Based on the above check, it looks unexpected. 

Trevor, could you help correct my verify?

Comment 18 W. Trevor King 2022-01-24 21:44:00 UTC

(In reply to liujia from comment #17)
> I0121 07:09:06.387267       1 sync_worker.go:771] Running sync for config "cluster" (155 of 769)

Config "cluster" isn't very specific without the group information, which the CVO doesn't log today.  See bug 2022509 for some of the CVO manifests that have a 'Config' kind, a 'cluster' name, and assorted groups.

> I0121 07:09:21.034533       1 sync_worker.go:771] Running sync for dns "cluster" (23 of 769)

This one is more surprising to me.  Checking the source [1], I see that we are actually still logging that, but then following up with "Skipping ... as unmanaged".  Can we try again with:

  $ ... | grep 'Running sync.*in state\|Running sync.*dns.*cluster\|Detected while\|Ignoring detected version\|Propagating initial target version\|Running sync.* config .*cluster\|Skipping .* as unmanaged'

And possibly with an override that's not a Config cluster entry?  Maybe:

  overrides:
  - group: monitoring.coreos.com
    kind: PrometheusRule
    namespace: openshift-machine-api
    name: machine-api-operator-prometheus-rules
    unmanaged: true

or similar?
☆ ☆ ☆ ☆ ☆
GIVEN TASK: Transcribe the bug-report excerpt above word for word, beginning at the words "Based on the" and stopping after the words "from comment #17)".

PROVIDED DATA:
☆ ☆ ☆ ☆ ☆
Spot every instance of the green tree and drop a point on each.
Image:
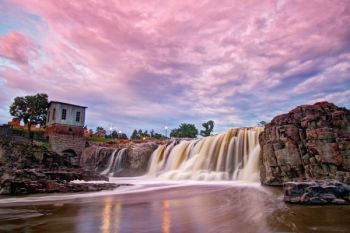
☆ ☆ ☆ ☆ ☆
TASK OUTPUT:
Based on the above check, it looks unexpected. 

Trevor, could you help correct my verify?

Comment 18 W. Trevor King 2022-01-24 21:44:00 UTC

(In reply to liujia from comment #17)